Brief
Format the lines below as a JSON list of strings, with one string per line and no strings for blank lines. Leave the pictures out of your answer.

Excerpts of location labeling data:
*****

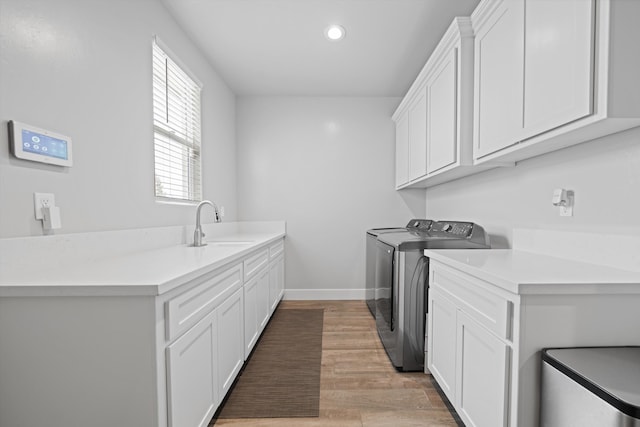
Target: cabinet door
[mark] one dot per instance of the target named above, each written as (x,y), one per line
(230,318)
(481,389)
(402,150)
(251,333)
(264,304)
(441,342)
(418,135)
(442,115)
(558,67)
(499,62)
(276,282)
(281,279)
(192,376)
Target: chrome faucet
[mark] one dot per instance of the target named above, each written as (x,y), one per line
(198,234)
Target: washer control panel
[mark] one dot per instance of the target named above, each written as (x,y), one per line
(420,224)
(459,229)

*****

Written solution
[
  "Target: cabinet door",
  "[mark] one dot per instance of the target named above, each written as (x,y), one per line",
  "(230,318)",
  "(481,389)",
  "(402,150)",
  "(251,333)",
  "(264,304)",
  "(441,342)",
  "(418,135)",
  "(442,115)",
  "(558,67)",
  "(499,62)",
  "(276,282)",
  "(281,279)",
  "(192,376)",
  "Target: chrome faucet",
  "[mark] one dot per instance of the target named above, each written as (x,y), one per line",
  "(198,234)",
  "Target: washer control panel",
  "[mark] one dot per instance of the target named above, each written as (x,y), one per line",
  "(420,224)",
  "(459,229)"
]